» EXERCISE TEXT:
========

Another possible mechanism for the interference of microsporidian infection with Plasmodium might be competition for healthy gut cells. As microsporidians are intracellular parasites a possible immune response would be to shut down the cell through apoptosis, thus killing the microsporidian within. Plasmodium parasites, on the other hand, must pass through the midgut to form oocysts. It is therefore conceivable, that at this stage in the development process Plasmodium parasites that enter microsporidian-infected cells may be killed through apoptosis. Alternatively, Plasmodium parasites may not be able to develop in the presence of microsporidians, because of competition for a resource required by both parasites. It is possible that a more definitive answer to this question could have been reached by including a second set of controls in the experiment. Immune priming was only achieved with concurrent microsporidian infection, therefore a non-infective treatment such as lipopolysaccharide injections could have been used to induce non-infectious immune priming, allowing the comparison between microsporidian presence and absence to be made. However, these two possibilities do not explain the increased melanisation response associated with less effective infection by malaria. Therefore, immune priming remains the most likely explanation.

========

[Dataset entries]
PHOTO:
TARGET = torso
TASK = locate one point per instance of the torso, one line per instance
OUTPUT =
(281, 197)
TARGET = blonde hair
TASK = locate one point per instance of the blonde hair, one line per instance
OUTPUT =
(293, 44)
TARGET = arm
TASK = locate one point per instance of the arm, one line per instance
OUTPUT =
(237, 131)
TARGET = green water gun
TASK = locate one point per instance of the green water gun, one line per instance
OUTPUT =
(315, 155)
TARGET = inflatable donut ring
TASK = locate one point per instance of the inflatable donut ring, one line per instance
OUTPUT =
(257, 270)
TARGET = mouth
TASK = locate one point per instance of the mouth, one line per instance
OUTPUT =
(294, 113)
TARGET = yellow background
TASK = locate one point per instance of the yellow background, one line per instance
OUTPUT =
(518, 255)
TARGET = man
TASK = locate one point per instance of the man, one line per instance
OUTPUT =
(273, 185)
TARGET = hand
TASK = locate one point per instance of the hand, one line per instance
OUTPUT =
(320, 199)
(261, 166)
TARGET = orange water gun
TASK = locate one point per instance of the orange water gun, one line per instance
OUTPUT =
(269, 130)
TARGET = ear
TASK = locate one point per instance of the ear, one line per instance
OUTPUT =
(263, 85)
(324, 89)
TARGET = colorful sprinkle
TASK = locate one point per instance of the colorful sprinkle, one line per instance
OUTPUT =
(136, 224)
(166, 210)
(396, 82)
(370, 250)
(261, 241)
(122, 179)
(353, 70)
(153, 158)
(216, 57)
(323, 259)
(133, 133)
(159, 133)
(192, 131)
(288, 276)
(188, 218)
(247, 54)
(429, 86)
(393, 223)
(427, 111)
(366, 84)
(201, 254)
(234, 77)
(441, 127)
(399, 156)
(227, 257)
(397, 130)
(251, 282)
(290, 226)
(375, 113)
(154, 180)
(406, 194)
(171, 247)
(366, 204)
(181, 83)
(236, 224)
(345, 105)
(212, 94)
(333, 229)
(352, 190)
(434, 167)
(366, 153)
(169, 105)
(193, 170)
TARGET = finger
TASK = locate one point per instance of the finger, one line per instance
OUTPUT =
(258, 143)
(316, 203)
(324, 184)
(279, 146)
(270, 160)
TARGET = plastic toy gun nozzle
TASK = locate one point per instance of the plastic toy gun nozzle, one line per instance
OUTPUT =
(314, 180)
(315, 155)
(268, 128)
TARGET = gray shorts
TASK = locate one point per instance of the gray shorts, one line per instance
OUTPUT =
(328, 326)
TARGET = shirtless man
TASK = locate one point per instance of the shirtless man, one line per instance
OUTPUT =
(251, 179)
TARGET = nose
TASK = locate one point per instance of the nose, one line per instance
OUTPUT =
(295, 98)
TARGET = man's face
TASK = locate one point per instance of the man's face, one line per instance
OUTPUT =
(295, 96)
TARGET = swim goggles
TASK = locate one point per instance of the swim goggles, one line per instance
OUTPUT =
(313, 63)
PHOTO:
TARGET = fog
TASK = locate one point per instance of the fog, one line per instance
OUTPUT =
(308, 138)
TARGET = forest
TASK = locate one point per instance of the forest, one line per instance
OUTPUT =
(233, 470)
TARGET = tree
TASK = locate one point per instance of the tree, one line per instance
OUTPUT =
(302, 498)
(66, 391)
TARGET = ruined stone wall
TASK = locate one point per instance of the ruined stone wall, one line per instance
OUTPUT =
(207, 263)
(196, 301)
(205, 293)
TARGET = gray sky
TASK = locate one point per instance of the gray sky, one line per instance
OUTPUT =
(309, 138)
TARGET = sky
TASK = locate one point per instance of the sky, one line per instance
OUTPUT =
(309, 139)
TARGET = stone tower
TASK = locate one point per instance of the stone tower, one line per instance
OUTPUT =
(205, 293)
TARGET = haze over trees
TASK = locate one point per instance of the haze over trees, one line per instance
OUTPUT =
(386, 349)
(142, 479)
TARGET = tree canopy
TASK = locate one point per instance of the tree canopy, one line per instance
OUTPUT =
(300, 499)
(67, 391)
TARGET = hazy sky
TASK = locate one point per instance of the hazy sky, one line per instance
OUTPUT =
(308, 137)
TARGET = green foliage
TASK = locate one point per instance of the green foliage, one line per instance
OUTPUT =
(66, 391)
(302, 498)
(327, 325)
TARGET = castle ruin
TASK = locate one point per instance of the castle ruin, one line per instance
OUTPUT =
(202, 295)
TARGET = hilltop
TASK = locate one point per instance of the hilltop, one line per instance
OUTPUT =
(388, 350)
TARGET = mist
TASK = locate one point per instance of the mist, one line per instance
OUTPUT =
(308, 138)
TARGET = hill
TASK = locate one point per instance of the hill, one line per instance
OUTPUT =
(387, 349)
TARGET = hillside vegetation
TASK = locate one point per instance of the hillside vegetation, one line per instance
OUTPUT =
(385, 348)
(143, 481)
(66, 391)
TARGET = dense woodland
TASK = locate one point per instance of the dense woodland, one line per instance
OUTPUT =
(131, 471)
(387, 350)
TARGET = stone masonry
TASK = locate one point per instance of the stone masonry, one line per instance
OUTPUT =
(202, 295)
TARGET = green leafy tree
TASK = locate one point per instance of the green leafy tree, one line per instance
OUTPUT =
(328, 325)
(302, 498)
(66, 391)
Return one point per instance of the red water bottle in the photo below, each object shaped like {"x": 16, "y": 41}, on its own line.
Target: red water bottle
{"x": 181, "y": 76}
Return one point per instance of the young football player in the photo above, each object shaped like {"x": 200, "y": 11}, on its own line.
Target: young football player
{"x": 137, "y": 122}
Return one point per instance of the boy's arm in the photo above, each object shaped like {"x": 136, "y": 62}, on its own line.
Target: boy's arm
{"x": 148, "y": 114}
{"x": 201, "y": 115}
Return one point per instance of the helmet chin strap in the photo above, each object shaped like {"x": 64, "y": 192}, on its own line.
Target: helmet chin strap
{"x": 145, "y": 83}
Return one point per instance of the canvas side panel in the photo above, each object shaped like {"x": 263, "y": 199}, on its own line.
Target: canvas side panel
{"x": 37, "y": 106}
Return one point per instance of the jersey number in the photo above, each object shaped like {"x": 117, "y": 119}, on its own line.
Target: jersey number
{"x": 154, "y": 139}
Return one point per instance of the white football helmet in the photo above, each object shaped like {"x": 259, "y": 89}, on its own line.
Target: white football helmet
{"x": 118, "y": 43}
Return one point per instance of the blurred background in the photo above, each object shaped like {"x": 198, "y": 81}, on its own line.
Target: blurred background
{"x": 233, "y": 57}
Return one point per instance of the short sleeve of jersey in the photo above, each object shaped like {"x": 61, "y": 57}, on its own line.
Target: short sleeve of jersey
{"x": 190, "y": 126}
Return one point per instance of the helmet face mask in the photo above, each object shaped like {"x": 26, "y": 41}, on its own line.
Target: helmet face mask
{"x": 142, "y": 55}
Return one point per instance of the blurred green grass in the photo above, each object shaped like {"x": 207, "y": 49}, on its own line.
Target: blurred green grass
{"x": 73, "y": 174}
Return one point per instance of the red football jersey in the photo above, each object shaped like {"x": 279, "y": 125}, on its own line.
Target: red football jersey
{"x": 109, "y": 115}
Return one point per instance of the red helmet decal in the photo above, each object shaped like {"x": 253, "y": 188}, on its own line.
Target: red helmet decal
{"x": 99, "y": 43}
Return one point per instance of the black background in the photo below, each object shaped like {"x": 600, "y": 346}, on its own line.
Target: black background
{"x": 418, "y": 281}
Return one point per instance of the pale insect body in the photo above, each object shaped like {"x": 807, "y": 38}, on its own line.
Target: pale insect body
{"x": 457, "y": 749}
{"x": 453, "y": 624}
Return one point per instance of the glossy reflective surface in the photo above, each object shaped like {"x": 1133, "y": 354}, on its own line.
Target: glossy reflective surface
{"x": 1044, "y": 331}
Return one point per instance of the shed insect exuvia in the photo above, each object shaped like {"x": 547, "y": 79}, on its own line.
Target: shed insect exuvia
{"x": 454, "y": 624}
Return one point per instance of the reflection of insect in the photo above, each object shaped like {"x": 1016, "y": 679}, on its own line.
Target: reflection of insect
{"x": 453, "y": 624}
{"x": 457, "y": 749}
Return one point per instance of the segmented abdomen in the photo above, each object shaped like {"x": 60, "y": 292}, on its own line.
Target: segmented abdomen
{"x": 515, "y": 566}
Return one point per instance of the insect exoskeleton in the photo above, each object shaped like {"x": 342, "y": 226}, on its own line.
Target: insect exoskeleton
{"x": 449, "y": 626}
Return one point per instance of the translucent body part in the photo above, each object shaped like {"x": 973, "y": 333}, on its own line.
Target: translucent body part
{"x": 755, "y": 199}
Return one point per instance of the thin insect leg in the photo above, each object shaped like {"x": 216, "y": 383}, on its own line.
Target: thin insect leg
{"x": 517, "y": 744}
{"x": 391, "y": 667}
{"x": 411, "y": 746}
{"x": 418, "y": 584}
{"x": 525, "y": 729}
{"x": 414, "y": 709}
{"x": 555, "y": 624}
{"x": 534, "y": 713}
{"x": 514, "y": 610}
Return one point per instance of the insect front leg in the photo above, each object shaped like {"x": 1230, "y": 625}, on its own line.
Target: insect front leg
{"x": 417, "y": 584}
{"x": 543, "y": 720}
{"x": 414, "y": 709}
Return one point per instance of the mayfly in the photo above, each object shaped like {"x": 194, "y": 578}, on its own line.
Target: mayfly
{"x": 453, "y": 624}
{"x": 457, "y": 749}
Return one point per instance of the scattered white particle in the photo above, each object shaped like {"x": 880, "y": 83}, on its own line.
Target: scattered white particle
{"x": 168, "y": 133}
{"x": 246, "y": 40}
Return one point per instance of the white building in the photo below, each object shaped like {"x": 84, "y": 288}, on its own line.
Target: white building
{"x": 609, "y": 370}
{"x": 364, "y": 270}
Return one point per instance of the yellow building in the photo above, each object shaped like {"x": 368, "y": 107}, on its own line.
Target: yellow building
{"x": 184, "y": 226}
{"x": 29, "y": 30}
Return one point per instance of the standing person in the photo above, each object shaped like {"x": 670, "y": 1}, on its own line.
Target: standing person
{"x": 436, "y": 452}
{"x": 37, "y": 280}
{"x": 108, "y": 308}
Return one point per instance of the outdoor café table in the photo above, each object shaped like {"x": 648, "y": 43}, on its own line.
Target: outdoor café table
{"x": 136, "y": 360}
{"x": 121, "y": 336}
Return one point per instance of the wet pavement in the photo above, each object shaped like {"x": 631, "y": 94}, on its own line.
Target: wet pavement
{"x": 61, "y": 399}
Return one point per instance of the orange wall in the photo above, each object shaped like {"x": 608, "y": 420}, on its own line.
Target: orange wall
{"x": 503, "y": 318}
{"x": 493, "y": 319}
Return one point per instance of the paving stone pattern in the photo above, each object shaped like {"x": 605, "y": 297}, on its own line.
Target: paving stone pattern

========

» EXERCISES:
1 - Answer from the microsporidia and Plasmodium text:
(a) What kind of parasites are microsporidians?
(b) What must Plasmodium parasites pass through to form oocysts?
(c) What non-infective treatment could have induced non-infectious immune priming?
2 - Turn the paragraph in the microsporidia and Plasmodium text that begins "Another possible mechanism" into a short bulleted list that keeps its main facts.
3 - Put this sentence from the microsporidia and Plasmodium text into Spanish: "Plasmodium parasites, on the other hand, must pass through the midgut to form oocysts."

» SOLUTION SET:
1 -
(a) Intracellular parasites.
(b) The midgut.
(c) Lipopolysaccharide injections.

2 -
- Microsporidian infection may interfere with Plasmodium through competition for healthy gut cells.
- Since microsporidians are intracellular parasites, an immune response could shut down infected cells through apoptosis, killing the microsporidian inside.
- Plasmodium parasites must pass through the midgut to form oocysts, so those entering microsporidian-infected cells may be killed through apoptosis.
- Alternatively, Plasmodium may fail to develop because both parasites compete for a resource they both need.
- A second set of controls could have given a more definitive answer. Because immune priming occurred only with concurrent microsporidian infection, a non-infective treatment such as lipopolysaccharide injections could have induced non-infectious immune priming, allowing a comparison between microsporidian presence and absence.
- These two possibilities do not explain the increased melanisation response linked to less effective malaria infection, so immune priming remains the most likely explanation.

3 - Los parásitos Plasmodium, por otro lado, deben atravesar el intestino medio para formar ooquistes.